Document excerpt
================================

As of December 31, 2011 and 2010, the allowance for doubtful accounts, which represents estimated credit card chargebacks and estimated losses related to the trade receivable, was $767,000 and $73,000, respectively, and the allowance for sales returns was $3,124,000 and $3,142,000, respectively, which is classified as current liabilities in the Consolidated Balance Sheets.

   

Fulfillment expenses

 

The Company utilizes a third-party service provider to perform all of its order fulfillment including warehousing, administrative support, returns processing and receiving labor. For the years ended December 31, 2011, 2010 and 2009, fulfillment expenses totaled $3,955,000, $3,765,000 and $4,020,000, respectively.

 

Marketing expenses

 

In addition to marketing salaries, marketing expenses consist primarily of online advertising, print and media advertising, costs associated with sweepstakes, direct mail campaigns as well as the related external production costs. The costs associated with online advertising, which includes programs related to social media, offline and print, are expensed as incurred, with the exception of production costs related to print and television advertising which are expensed entirely the first time the advertising takes place. For the years ended December 31, 2011, 2010 and 2009 marketing expenditures (excluding staff related costs) were approximately $9,295,000, $11,298,000 and $7,603,000, respectively.

 

Stock-based compensation expenses

 

The Company’s Board of Directors has adopted three stock-based employee compensation plans, one in April 2005, one in July 2000 and one in May 1997 (collectively the “Plans”), which are described more fully in Note 9 – Stockholders’ Equity. The Plans, which provide for the granting of restricted stock awards, deferred stock unit awards, stock option awards, and other equity and cash awards, were adopted for the purpose of encouraging key employees, consultants and directors who are not employees to acquire a proprietary interest in the growth and performance of the Company, and are similar in nature. Vesting terms for restricted stock generally range from three months to one year, while deferred stock unit awards vest every three months over a period of one to three years. Stock option awards are granted in terms not to exceed ten years and become exercisable as specified when the option is granted and vesting terms range from immediately to a ratable vesting period of four years. As of December 31, 2011, the Plans have an aggregate of 1,654,316 shares remaining available for future issuance. Total stock-based compensation expense recorded in the Consolidated Statements of Operations for the years ended December 31, 2011, 2010 and 2009 were $1,062,000, $634,000 and $612,000, respectively.

 

 

 

F-8
 

 

 

Bluefly, Inc.

Notes to Consolidated Financial Statements

December 31, 2011

 

Income taxes

 

Income taxes represents income taxes paid or payable (or received or receivable) for the current year and includes any changes in deferred taxes during the year. Deferred tax assets and liabilities are recognized for the future tax consequences attributable to differences between the financial statement carrying amounts of existing assets and liabilities and their respective tax bases. Deferred tax assets, including tax loss and credit carryforwards, and liabilities are measured using enacted tax rates expected to apply to taxable income in the years in which those temporary differences are expected to be recovered or settled. The effect on deferred tax assets and liabilities of a change in tax rates is recognized in income in the period that includes the enactment date. Deferred income tax expense represents the change during the period in the deferred tax assets and deferred tax liabilities. The components of the deferred tax assets and liabilities are individually classified as current and non-current based on their characteristics. Deferred tax assets are reduced by a valuation allowance when, in the opinion of management, it is more likely than not that some portion or all of the deferred tax assets will not be realized.

================================

Extracted material

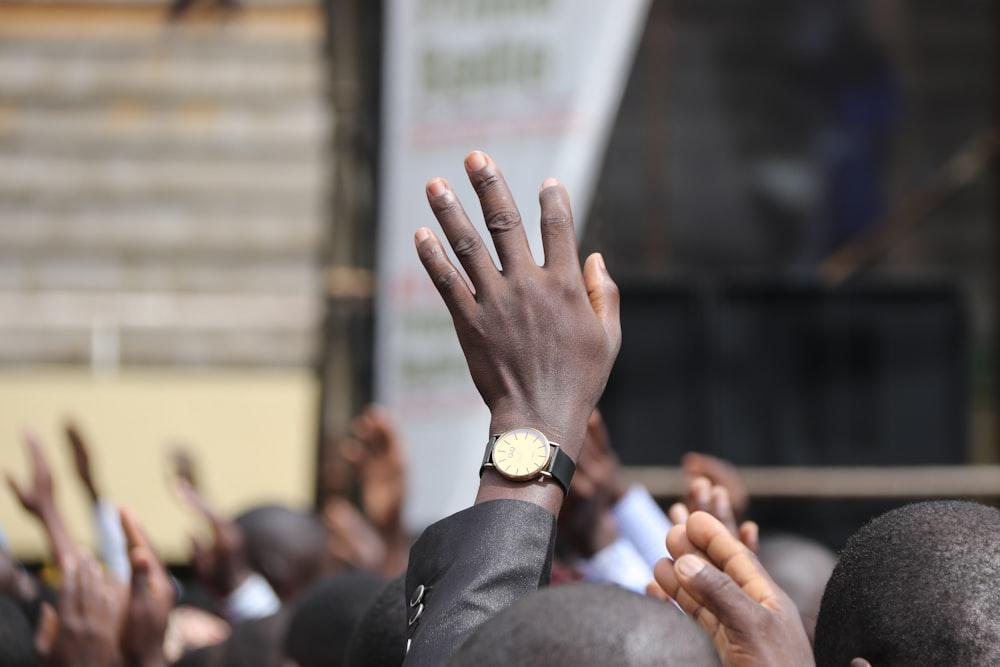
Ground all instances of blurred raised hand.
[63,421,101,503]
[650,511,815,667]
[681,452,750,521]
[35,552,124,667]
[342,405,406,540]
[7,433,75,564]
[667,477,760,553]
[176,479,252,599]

================================

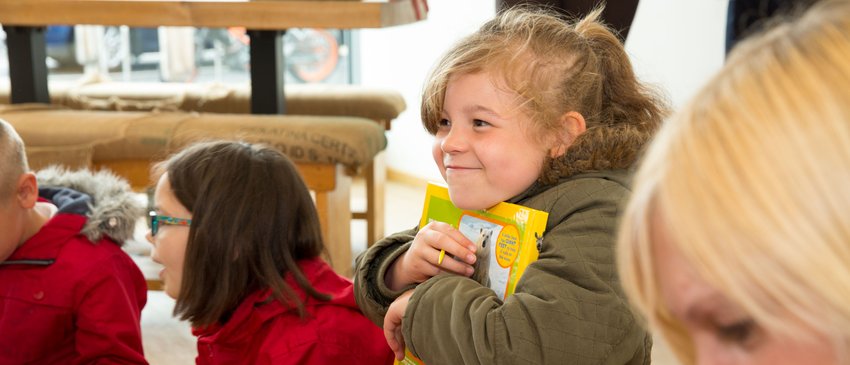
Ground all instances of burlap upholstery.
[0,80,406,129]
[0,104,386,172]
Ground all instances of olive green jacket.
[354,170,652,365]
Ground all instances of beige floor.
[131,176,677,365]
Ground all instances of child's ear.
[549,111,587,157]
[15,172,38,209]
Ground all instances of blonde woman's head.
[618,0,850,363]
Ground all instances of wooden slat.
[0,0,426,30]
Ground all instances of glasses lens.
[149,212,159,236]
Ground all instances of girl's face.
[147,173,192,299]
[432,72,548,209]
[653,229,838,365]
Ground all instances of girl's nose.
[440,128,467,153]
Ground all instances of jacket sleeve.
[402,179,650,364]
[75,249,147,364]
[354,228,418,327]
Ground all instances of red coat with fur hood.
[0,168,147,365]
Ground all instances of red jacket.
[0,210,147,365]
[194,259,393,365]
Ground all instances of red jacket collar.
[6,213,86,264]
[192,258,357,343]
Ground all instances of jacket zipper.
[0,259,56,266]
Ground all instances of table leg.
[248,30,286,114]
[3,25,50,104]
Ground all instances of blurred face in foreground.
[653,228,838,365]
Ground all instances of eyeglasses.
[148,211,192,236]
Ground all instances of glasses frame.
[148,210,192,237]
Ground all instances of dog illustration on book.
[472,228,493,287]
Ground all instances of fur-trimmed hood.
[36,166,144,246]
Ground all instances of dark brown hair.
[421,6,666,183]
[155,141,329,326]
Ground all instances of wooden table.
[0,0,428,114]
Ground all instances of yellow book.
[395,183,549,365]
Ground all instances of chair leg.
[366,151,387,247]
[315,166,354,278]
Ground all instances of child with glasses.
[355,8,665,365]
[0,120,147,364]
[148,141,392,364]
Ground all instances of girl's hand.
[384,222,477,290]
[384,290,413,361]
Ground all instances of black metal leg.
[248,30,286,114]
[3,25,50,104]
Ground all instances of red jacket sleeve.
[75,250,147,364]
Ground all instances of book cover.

================================

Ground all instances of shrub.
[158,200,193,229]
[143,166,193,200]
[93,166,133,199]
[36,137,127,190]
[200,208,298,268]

================================

Aim
Extend the Bluefly financial statement notes shown above, starting right after the final paragraph on income taxes.

Task result
 

As of December 31, 2011 and 2010, the only tax authorities to which the Company is subject to are the U.S. federal tax authorities and various state tax authorities in the United States. Open tax years that are subject to examination by the U.S. federal and state tax authorities, which extend back to 1998, relate to years in which unused net operating losses were generated. The Company adopted authoritative guidance relating to uncertainty in income taxes, in which it prescribes a comprehensive model for the manner in which a company should recognize, measure, present and disclose in its financial statements all material uncertain tax positions that they have taken or expect to take on a tax return. Tax positions must meet a “more-likely-than-not” recognition threshold at the effective date to be recognized upon the adoption of the authoritative guidance and in subsequent periods. Upon the adoption of the authoritative guidance, and through December 31, 2011, the Company had no unrecognized tax benefits. In the event that the Company concludes that it is subject to interest and/or penalties arising from uncertain tax positions, the Company will present interest and penalties as a component of income taxes. No amounts of interest or penalties were recognized in the Company’s Consolidated Balance Sheets as of December 31, 2011 and 2010 or Consolidated Statements of Operations for the years ended December 31, 2011, 2010 and 2009.

 

Basic and diluted net loss per common share attributable to Bluefly, Inc. stockholders

 

Basic net loss per common share attributable to Bluefly, Inc. stockholders excludes dilution and is computed by dividing net loss attributable to Bluefly, Inc. stockholders by the weighted average number of common shares outstanding for the period.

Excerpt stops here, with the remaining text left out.